We will test the hypothesis that a high flood risk score is a strong predictor for the difference in the rate of property value change by building an ML model, and then applying various model explainability tools to it, such as feature importance, and SHAP.

Feature Importance of the best trained XGBOOST pipeline, using EvalML AutoML library. image by author
Feature Importance of the best trained XGBOOST pipeline, using EvalML AutoML library. image by author

All of the code and data used for this blog are available on github, here.

Gathering The Data

In addition to standard real-estate features like bedrooms, bathrooms, area, etc., the data also includes:

  • 3 images per property (also contained in the Github repo)
  • 2 published flood risk ratings, one from FEMA, and one from First Street’s Flood Score
  • Each property is/was listed for sale with a published asking price on realtor.com, as of the 3rd week in February, 2021 (last week)
  • Each property is appended with the closest matching Zillow Home Value Index ZHVI (aggregated and merged on Zipcode + number of bedrooms), resulting in a monthly time-series index price of nearby homes, dating back to 1996
  • Additionally, many other public datasets, such as the relevant area Census data demographics, were appended for each property

This dataset includes records of over 1600 south Florida real estate properties, each with over 650 columns, and includes flood risk information, demographic information, listing images, listing descriptions, how long the property has been listed, sales history, and lots of other related information.

### [Task]
Write out the passage on flood risk and property values word for word, from "Gathering The Data" to "2021 (last week)".

### [Given information]
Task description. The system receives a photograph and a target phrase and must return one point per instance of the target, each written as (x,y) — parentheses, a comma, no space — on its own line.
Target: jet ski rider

### [Response to this task]
Gathering The Data

In addition to standard real-estate features like bedrooms, bathrooms, area, etc., the data also includes:

  • 3 images per property (also contained in the Github repo)
  • 2 published flood risk ratings, one from FEMA, and one from First Street’s Flood Score
  • Each property is/was listed for sale with a published asking price on realtor.com, as of the 3rd week in February, 2021 (last week)